[Start Exercise data]

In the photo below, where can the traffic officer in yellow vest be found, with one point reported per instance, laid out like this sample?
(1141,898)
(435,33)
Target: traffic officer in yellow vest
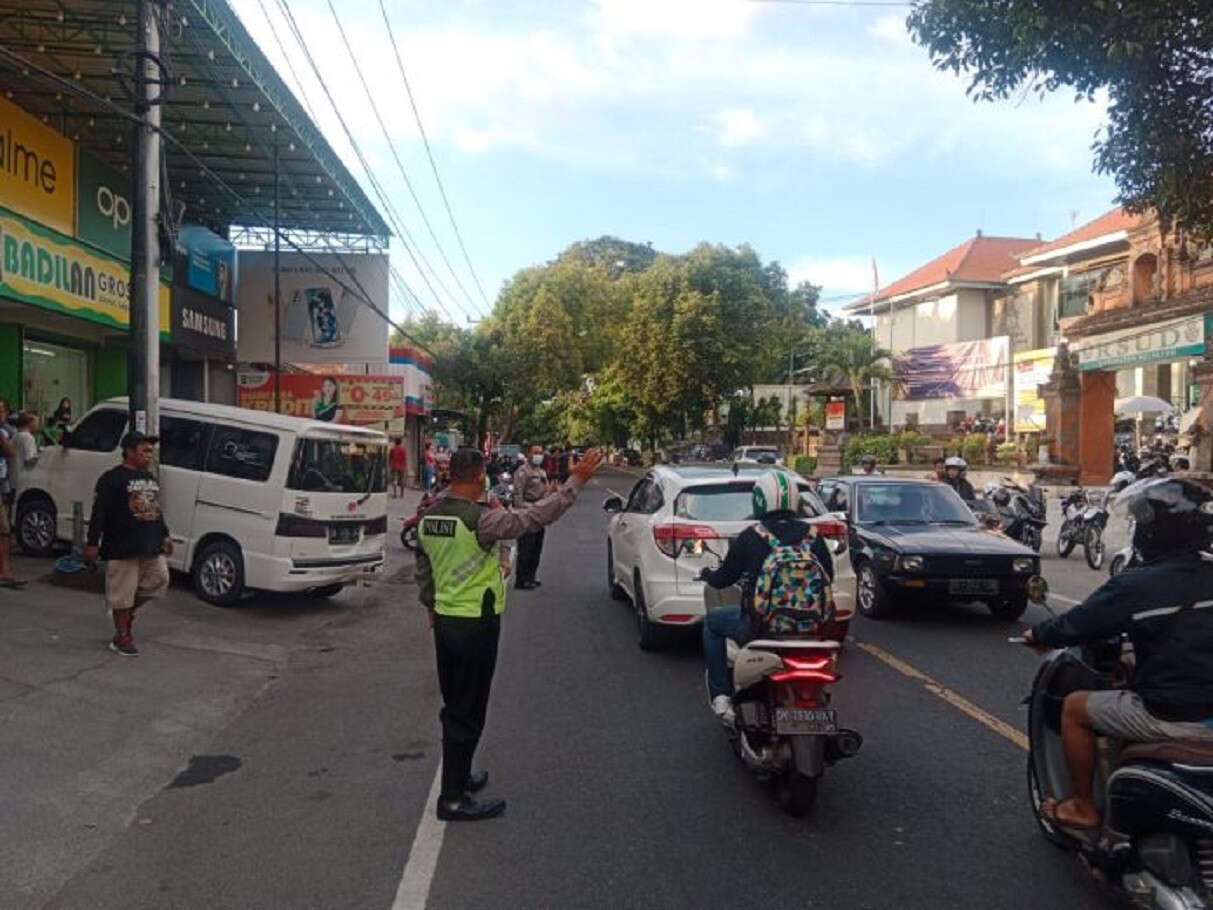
(461,583)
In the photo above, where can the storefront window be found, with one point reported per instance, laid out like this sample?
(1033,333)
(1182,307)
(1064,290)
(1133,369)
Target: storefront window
(50,374)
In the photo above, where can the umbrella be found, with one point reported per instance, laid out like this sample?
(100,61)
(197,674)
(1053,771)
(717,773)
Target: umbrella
(1142,404)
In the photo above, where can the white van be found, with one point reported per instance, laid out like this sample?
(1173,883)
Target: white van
(252,499)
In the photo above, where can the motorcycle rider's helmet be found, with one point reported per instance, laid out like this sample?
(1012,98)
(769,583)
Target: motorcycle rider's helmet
(775,492)
(1169,515)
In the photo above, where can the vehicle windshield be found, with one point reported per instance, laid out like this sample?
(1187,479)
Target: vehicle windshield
(336,466)
(732,502)
(910,504)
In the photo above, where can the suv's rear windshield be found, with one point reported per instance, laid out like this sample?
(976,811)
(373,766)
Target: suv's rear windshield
(336,466)
(732,502)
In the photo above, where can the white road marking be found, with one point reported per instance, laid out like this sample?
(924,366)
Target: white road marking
(419,870)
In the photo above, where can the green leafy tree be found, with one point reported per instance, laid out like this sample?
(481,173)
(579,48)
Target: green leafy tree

[End Exercise data]

Problem:
Reproduce every entry above word for word, leaving out the pictures.

Full response:
In the photo below, where can the traffic officer in yellow vest be found, with one point reported per instance, laid out like this sample?
(1141,898)
(435,33)
Target: traffic officer in yellow vest
(461,583)
In the photo above, where can the storefront window be found, with one point reported per instance, laid out like this sample?
(1033,333)
(1182,307)
(1064,290)
(1133,369)
Target: storefront window
(50,374)
In the photo above, where can the umbrella be found, with one point reported per instance, laid out like this sample?
(100,61)
(197,674)
(1053,771)
(717,773)
Target: umbrella
(1142,404)
In the photo above, where can the white van be found, with one point reported per instance, laid out like this sample?
(1173,883)
Target: white van
(252,499)
In the photo above, where can the motorcycle rider's helmet be found, with one point reported per instance, laid out like this sample?
(1012,98)
(769,583)
Target: motorcycle rider's helmet
(775,492)
(1169,515)
In the photo above, where can the vehicle windshield be found, with one point reported per instance, laid out like this sample?
(1187,479)
Target: vehicle windshield
(336,466)
(732,502)
(910,504)
In the photo above, where can the suv's rear windshield be found, with one point reported per instance, laid out like this sample?
(976,811)
(373,766)
Target: suv's rear windshield
(336,466)
(732,502)
In the photo above, where can the white road marking be found, with one point reported per instance, laid out like this sample?
(924,366)
Target: white road marking
(419,870)
In the photo above, where can the green leafy tree be found, with one point reported per instance, laid out like this sample?
(481,173)
(579,48)
Target: green leafy tree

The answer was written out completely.